[Фрагмент текста]:
######
О трофейном кино знают все. Но была и трофейная музыка.
Он мой любимый дирижер. Мой и Гитлера. Он наш любимый дирижер.
Эту фразу произносит советский полковник Дымшиц в фильме Иштвана Сабо Taking Sides. В российском прокате его показывали под названием "Мнения сторон". Дымшица сыграл Олег Табаков.
Берлин, 1946-й, победа. Почему бы и не пофрондировать. Но американцы, которым он это говорит, ровно противоположного мнения: дирижер Вильгельм Фуртвенглер служил нацистскому режиму и должен ответить за это.
Именно реальный майор Дымшиц (до полковника он не дослужился), еврей и сотрудник отдела пропаганды Советской военной администрации в Германии, спас уникальные записи прославленного маэстро.
######
[Сохраненные данные]:

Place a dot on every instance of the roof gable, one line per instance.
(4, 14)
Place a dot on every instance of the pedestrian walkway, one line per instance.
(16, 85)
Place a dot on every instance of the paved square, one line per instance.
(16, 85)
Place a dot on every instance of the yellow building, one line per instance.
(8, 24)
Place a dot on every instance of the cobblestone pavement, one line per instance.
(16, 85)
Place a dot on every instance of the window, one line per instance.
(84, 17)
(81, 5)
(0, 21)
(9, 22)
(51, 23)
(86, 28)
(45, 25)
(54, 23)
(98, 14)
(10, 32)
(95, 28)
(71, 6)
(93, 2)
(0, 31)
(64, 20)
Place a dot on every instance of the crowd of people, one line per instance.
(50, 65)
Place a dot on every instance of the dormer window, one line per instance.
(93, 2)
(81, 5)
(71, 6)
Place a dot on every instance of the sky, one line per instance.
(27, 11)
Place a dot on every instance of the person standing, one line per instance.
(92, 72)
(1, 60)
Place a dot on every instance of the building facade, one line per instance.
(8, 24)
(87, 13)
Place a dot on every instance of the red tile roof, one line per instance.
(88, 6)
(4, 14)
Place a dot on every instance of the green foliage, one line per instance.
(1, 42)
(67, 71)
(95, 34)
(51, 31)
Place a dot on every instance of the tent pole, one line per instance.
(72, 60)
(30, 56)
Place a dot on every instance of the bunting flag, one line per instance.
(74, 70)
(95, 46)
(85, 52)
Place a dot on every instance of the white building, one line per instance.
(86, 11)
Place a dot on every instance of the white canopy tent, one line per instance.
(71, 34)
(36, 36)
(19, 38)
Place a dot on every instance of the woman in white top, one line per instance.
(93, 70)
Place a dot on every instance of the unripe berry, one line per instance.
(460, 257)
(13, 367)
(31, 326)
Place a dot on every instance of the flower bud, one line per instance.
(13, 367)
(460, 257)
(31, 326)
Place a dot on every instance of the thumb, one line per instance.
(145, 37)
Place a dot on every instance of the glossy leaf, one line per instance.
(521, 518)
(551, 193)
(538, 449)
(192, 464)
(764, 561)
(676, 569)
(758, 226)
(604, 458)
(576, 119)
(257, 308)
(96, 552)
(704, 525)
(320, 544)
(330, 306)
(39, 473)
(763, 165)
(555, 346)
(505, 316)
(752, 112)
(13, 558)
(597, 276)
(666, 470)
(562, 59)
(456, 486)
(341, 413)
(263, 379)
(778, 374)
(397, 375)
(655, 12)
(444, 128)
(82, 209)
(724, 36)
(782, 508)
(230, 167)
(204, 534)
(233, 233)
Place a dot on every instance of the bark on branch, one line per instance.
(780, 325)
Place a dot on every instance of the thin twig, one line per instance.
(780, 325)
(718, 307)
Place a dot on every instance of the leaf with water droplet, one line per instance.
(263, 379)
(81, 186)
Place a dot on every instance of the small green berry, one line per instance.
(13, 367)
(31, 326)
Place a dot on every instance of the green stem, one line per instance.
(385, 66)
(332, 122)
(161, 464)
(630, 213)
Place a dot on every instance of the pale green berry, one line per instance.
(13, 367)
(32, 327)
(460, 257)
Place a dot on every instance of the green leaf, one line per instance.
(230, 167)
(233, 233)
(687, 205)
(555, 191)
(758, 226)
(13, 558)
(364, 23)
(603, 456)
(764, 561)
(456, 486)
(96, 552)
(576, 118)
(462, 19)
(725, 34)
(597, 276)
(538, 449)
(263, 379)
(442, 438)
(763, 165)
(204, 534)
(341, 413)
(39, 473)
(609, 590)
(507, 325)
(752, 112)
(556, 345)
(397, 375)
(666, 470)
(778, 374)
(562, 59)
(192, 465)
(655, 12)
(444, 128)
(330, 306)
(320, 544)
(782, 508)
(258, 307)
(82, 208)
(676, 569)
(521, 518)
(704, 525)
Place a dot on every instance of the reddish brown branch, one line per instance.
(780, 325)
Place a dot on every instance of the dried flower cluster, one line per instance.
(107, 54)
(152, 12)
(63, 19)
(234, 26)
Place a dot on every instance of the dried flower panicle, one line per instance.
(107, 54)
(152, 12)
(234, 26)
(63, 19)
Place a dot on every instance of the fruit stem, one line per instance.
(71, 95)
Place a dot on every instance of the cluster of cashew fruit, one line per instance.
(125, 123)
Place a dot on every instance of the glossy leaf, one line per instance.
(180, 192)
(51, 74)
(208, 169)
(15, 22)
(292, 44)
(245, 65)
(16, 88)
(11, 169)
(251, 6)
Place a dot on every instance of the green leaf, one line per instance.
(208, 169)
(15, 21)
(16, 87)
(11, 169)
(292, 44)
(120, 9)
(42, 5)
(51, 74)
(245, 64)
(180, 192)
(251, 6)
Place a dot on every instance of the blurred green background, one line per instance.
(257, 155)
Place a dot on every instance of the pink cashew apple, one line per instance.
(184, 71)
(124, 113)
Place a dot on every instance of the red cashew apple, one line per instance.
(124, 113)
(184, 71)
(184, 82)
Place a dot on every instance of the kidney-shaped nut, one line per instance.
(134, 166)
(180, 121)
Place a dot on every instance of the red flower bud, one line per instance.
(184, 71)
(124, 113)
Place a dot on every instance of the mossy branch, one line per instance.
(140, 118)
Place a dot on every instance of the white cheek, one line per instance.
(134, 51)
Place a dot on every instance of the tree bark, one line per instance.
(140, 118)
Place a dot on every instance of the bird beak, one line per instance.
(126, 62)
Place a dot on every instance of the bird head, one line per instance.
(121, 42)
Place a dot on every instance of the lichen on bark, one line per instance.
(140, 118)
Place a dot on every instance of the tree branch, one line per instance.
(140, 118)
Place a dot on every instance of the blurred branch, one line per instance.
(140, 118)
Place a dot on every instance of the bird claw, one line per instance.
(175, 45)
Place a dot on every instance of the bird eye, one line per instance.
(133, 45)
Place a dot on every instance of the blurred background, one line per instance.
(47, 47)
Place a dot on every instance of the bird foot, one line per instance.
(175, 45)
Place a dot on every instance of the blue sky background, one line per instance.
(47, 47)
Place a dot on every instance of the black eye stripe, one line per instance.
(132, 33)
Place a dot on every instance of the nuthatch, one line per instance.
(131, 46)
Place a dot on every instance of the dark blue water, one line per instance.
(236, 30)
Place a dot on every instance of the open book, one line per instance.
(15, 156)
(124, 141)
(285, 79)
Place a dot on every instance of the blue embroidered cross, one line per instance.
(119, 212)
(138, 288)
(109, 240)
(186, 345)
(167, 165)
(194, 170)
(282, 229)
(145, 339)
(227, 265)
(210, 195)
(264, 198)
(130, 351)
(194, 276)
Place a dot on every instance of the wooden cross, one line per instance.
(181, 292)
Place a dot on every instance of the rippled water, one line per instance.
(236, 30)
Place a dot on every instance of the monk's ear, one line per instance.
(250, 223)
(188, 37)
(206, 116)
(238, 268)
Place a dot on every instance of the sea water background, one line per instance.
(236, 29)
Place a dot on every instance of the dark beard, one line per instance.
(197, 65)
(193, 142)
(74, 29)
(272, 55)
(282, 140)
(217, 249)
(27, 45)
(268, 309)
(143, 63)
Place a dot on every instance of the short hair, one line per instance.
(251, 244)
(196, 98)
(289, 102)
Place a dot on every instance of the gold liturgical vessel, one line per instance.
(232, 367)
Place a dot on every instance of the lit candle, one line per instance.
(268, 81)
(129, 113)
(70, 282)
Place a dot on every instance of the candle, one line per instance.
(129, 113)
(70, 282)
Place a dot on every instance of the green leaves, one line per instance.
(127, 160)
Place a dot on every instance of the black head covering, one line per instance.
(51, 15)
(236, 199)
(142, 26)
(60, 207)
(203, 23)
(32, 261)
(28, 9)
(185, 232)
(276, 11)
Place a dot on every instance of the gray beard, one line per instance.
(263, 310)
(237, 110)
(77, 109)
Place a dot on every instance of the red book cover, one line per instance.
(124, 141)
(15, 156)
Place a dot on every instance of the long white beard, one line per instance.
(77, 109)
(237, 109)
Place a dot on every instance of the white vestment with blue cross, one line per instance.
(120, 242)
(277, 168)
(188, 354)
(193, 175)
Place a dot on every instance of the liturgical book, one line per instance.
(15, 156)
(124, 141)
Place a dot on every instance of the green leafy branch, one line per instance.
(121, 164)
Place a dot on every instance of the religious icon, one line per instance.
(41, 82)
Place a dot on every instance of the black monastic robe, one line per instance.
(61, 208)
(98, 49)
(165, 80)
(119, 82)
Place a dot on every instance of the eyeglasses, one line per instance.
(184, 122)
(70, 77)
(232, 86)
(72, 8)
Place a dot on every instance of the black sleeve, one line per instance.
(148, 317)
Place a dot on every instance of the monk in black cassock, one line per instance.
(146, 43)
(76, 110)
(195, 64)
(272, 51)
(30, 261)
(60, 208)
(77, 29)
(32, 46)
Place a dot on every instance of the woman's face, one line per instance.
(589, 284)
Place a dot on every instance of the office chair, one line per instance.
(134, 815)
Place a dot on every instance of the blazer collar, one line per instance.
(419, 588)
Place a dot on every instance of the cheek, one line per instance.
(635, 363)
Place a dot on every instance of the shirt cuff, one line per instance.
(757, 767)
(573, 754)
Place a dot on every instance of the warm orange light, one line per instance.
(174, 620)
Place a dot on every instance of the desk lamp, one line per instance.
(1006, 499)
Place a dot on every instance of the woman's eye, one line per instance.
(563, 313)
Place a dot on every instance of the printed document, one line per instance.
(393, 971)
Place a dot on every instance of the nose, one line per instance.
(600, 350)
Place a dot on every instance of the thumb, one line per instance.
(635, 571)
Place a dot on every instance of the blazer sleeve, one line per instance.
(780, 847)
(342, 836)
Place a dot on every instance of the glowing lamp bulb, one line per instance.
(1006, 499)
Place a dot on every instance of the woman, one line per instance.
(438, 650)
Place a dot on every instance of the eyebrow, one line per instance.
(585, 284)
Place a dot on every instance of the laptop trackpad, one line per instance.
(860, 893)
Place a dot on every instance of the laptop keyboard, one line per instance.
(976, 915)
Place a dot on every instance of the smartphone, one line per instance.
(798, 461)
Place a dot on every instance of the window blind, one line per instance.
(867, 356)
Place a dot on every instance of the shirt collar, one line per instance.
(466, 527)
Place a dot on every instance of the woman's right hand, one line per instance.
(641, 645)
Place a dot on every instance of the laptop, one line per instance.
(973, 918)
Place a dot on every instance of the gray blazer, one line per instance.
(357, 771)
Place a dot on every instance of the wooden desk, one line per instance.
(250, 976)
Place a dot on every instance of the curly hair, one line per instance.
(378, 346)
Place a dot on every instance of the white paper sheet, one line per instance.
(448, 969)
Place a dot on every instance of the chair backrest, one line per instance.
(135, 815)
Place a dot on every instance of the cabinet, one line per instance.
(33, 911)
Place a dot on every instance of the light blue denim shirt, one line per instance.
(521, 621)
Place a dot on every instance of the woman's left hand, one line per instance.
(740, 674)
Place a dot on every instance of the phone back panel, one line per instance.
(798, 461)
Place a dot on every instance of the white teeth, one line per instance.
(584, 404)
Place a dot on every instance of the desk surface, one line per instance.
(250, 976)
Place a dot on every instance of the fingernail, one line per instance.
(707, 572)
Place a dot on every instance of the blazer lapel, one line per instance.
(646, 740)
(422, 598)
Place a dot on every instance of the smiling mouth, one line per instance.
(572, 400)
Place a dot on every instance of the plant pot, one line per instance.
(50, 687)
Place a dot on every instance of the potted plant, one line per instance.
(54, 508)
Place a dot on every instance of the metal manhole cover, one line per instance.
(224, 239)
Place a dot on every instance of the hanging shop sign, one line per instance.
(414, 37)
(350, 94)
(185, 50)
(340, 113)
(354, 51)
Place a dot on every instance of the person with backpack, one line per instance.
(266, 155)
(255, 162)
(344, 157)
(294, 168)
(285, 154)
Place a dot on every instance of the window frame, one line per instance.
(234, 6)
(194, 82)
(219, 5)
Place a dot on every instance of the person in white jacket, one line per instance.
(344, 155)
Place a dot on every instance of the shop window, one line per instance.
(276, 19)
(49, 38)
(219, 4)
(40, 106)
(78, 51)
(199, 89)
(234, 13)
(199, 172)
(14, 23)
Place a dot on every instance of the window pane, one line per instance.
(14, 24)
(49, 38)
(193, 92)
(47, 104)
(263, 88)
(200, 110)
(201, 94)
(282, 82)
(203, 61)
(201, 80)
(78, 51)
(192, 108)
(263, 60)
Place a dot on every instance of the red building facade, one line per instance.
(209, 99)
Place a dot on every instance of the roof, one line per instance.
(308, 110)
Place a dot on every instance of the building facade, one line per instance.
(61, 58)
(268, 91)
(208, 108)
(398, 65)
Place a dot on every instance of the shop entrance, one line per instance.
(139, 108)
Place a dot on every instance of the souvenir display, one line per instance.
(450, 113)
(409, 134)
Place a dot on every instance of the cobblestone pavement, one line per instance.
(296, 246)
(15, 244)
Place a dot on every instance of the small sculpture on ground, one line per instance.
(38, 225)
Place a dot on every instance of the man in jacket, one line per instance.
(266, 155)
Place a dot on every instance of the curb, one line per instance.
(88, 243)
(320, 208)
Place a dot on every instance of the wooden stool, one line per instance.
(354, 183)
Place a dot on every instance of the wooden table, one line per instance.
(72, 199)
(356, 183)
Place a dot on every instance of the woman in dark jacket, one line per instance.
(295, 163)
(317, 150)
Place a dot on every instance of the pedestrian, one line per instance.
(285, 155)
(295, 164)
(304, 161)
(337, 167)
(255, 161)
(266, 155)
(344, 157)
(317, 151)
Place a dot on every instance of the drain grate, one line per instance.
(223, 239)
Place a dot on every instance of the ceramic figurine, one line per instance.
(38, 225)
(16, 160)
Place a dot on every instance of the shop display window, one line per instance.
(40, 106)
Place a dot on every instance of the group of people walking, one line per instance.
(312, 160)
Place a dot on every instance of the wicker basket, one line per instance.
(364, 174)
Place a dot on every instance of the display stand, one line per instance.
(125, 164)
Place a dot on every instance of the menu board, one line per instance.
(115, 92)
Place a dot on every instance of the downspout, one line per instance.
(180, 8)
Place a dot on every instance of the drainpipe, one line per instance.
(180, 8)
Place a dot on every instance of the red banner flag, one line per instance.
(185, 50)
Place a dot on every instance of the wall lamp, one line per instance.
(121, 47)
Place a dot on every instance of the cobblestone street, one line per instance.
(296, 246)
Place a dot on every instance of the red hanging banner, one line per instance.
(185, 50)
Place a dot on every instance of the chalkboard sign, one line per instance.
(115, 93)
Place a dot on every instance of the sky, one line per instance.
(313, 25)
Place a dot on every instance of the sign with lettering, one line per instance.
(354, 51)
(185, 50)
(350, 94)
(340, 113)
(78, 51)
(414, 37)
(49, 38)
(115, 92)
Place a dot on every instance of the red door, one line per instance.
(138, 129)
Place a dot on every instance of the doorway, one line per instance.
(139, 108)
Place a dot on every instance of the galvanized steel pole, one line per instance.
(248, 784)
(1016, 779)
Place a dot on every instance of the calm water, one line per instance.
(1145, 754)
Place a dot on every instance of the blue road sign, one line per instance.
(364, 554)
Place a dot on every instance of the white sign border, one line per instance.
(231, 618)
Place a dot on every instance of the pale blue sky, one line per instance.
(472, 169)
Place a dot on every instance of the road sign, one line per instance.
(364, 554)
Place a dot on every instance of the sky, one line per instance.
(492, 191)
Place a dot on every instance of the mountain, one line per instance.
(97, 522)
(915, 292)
######
[Задания к упражнению]:
• 1. Перепишите часть текста о трофейной музыке, заменив "дирижер" на "музыкант". Начните со слов "Он мой любимый" и остановитесь после слов "записи прославленного маэстро.".
• 2. Переведите на английский язык предложение из текста о трофейной музыке: "Дымшица сыграл Олег Табаков."
• 3. Продолжите текст о трофейной музыке с того места, где он заканчивается.

[Ответы к упражнению]:
• 1.
Он мой любимый музыкант. Мой и Гитлера. Он наш любимый музыкант.
Эту фразу произносит советский полковник Дымшиц в фильме Иштвана Сабо Taking Sides. В российском прокате его показывали под названием "Мнения сторон". Дымшица сыграл Олег Табаков.
Берлин, 1946-й, победа. Почему бы и не пофрондировать. Но американцы, которым он это говорит, ровно противоположного мнения: музыкант Вильгельм Фуртвенглер служил нацистскому режиму и должен ответить за это.
Именно реальный майор Дымшиц (до полковника он не дослужился), еврей и сотрудник отдела пропаганды Советской военной администрации в Германии, спас уникальные записи прославленного маэстро.

• 2. Oleg Tabakov played Dymshits.

• 3.
Александр Львович Дымшиц родился в Ревеле, но раннее детство провел в Германии. Его дед владел крупным книгоиздательским бизнесом и жил в Берлине. Немецкий был его вторым родным языком. В Германии четырехлетним ребенком он встретил Первую мировую войну. В 1930 году Дымшиц закончил ленинградский Институт истории искусств.
Вильгельм Фуртвенглер дирижировал с 1909 года. В 1922-м умер дирижер Артур Никиш, возглавлявший Берлинский филармонический и Лейпцигский оркестры. Обе короны достались 36-летнему Фуртвенглеру. В 1925-м он дебютировал в США и произвел фурор. На прощальном концерте в Карнеги-холл (Гайдн, Рихард Штраус и Бетховен) публика, как свидетельствует New York Times, аплодировала ему стоя в течение 15 минут. "Надеюсь вскоре вернуться, – сказал он музыкантам Нью-Йоркского филармонического. – И надеюсь всех вас увидеть здесь в следующем сезоне".
Он приезжал в 1926-м и 1927-м, а после больше в Америку не возвращался. В 1928 году Фуртвенглер стал главным дирижером Венского филармонического оркестра и Венской оперы, в 1931-м – музыкальным руководителем Байройтского фестиваля, в 1933-м – Берлинской оперы.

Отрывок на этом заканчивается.